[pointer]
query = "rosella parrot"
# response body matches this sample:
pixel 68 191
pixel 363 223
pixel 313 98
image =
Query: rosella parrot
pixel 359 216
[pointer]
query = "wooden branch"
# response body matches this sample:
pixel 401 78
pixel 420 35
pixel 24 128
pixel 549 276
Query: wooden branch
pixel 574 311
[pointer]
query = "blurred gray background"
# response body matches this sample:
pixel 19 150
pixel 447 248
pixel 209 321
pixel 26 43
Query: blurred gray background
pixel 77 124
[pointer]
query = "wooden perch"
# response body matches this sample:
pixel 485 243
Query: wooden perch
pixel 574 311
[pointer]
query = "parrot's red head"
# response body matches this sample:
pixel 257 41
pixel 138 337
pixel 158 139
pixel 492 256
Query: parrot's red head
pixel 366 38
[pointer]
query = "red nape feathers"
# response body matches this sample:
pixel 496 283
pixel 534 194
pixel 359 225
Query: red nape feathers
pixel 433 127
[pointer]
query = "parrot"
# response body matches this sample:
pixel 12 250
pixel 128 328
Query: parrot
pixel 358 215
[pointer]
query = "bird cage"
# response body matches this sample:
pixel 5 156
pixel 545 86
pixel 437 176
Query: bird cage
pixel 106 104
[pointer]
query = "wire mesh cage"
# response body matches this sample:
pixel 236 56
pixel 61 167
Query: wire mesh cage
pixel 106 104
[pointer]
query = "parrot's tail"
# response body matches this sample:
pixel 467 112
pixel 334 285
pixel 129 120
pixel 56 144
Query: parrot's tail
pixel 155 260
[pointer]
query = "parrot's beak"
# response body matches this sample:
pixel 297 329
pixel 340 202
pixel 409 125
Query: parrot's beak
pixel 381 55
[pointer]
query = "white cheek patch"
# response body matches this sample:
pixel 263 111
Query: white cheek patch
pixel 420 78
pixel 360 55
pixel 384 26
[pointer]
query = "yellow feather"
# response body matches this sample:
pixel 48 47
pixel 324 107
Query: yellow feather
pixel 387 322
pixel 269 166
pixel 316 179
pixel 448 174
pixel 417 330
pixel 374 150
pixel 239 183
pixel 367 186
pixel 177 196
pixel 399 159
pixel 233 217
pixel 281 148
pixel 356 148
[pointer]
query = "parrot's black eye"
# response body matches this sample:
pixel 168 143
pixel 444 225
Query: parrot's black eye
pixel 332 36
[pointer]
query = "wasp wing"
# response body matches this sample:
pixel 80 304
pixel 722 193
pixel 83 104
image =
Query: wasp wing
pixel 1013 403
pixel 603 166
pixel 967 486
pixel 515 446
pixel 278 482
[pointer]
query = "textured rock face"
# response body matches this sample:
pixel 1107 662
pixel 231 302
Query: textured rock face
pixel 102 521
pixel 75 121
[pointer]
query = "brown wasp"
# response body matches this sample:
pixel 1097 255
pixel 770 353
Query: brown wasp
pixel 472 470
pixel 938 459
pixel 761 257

— Instruction —
List every line in the listing above that contains the string "parrot".

— Response for this exercise —
query = "rosella parrot"
Query: rosella parrot
query = "parrot's red head"
Query: parrot's red head
query = "parrot"
Query: parrot
query = "parrot's tail"
Query: parrot's tail
query = "parrot's beak"
Query: parrot's beak
query = "parrot's black eye"
Query: parrot's black eye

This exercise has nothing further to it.